** BEGIN Items **

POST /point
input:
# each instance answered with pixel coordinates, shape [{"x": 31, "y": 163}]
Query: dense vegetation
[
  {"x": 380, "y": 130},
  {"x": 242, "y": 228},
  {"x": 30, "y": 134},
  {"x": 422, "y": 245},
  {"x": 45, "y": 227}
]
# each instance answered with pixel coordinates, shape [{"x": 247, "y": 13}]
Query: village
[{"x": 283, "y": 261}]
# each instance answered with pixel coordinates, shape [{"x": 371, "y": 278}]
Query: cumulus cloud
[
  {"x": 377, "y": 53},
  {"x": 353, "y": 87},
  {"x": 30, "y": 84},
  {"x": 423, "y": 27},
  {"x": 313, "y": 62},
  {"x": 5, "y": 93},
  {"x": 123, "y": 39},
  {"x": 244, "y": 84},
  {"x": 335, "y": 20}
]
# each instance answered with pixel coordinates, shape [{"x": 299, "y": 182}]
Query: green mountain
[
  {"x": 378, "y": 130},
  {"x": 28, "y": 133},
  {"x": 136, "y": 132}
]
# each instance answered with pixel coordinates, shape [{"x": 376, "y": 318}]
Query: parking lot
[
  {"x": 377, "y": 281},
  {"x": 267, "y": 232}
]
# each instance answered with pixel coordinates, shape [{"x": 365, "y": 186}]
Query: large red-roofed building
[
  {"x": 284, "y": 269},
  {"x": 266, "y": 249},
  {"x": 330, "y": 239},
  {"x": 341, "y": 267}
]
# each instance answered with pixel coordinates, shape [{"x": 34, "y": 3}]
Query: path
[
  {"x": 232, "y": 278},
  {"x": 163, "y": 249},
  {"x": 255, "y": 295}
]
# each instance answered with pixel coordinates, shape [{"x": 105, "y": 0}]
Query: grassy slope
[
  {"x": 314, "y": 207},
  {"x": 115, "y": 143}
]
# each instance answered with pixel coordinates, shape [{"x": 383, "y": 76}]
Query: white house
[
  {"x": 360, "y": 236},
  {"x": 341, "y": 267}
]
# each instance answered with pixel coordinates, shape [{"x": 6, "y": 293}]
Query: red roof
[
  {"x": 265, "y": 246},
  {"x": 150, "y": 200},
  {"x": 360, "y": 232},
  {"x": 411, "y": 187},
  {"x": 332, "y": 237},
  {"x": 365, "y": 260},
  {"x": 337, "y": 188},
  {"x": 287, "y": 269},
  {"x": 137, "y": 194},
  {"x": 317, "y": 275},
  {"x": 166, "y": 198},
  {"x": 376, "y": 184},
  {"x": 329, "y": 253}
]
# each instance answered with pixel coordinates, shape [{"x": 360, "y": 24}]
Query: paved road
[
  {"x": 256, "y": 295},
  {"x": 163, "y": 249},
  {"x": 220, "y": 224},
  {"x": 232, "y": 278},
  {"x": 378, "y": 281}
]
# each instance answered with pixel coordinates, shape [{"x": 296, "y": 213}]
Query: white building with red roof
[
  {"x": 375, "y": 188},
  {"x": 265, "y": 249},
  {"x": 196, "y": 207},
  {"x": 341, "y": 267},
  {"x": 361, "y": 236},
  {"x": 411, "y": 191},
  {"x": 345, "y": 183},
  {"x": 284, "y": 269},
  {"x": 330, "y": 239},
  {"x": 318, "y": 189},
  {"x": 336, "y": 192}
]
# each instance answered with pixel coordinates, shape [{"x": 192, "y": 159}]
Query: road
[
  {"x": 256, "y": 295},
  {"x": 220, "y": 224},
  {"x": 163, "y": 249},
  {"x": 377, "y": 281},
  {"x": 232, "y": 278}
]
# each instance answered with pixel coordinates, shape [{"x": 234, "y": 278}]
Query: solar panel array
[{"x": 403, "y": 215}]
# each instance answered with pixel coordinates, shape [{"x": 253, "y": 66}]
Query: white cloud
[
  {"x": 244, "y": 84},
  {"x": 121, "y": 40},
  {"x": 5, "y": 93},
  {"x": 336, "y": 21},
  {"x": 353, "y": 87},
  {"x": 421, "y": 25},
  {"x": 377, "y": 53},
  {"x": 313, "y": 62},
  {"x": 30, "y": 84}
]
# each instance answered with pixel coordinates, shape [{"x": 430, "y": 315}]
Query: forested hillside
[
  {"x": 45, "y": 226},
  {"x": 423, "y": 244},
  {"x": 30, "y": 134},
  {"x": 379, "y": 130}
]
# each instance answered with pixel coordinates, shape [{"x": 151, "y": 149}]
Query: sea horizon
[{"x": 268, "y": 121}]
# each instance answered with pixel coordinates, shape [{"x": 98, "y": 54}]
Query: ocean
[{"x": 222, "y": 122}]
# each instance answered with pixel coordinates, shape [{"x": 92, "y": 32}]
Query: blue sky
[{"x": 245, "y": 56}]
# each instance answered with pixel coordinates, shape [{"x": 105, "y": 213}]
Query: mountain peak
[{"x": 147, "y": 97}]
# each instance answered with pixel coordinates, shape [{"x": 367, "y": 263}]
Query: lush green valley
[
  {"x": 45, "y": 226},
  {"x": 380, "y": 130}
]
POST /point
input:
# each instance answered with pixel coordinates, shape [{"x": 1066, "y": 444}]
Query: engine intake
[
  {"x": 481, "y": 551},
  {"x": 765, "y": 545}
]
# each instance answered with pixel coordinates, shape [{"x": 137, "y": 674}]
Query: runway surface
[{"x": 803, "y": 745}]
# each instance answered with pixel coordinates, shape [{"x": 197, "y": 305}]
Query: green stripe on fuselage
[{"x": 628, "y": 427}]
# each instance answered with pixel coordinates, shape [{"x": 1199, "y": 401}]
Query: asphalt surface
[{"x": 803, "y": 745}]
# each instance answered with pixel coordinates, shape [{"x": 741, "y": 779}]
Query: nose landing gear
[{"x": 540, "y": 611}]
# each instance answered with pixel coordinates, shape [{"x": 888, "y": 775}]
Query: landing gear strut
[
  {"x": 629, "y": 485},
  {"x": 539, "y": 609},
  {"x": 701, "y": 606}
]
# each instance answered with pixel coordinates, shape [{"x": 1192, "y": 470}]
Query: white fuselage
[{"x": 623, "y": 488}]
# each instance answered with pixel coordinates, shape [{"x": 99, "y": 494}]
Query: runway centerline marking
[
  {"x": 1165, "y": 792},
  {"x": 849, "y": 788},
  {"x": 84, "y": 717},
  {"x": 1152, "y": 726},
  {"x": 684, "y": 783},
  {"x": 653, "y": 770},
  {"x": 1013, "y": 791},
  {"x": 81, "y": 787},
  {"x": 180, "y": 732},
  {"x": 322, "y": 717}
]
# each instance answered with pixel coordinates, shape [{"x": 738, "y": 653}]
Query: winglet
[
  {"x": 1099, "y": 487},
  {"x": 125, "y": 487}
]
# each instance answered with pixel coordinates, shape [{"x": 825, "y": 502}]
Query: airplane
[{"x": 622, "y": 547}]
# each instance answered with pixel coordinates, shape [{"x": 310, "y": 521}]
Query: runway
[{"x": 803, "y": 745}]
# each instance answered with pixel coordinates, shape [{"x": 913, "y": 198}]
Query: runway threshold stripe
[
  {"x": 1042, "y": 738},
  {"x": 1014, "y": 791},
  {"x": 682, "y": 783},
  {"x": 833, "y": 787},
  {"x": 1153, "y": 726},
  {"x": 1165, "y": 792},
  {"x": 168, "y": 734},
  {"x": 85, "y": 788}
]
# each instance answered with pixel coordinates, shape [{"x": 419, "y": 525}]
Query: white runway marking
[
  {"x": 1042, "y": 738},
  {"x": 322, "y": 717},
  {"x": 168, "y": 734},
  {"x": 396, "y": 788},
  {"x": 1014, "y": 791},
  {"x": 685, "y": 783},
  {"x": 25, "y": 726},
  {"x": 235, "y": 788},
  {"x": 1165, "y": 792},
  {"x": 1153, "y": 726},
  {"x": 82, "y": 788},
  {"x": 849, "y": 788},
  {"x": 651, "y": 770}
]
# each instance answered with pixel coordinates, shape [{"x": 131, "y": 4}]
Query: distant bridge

** END Items **

Identify every line in the entries above that contains the string "landing", and copy each one in full.

Query: nose landing gear
Query: landing gear strut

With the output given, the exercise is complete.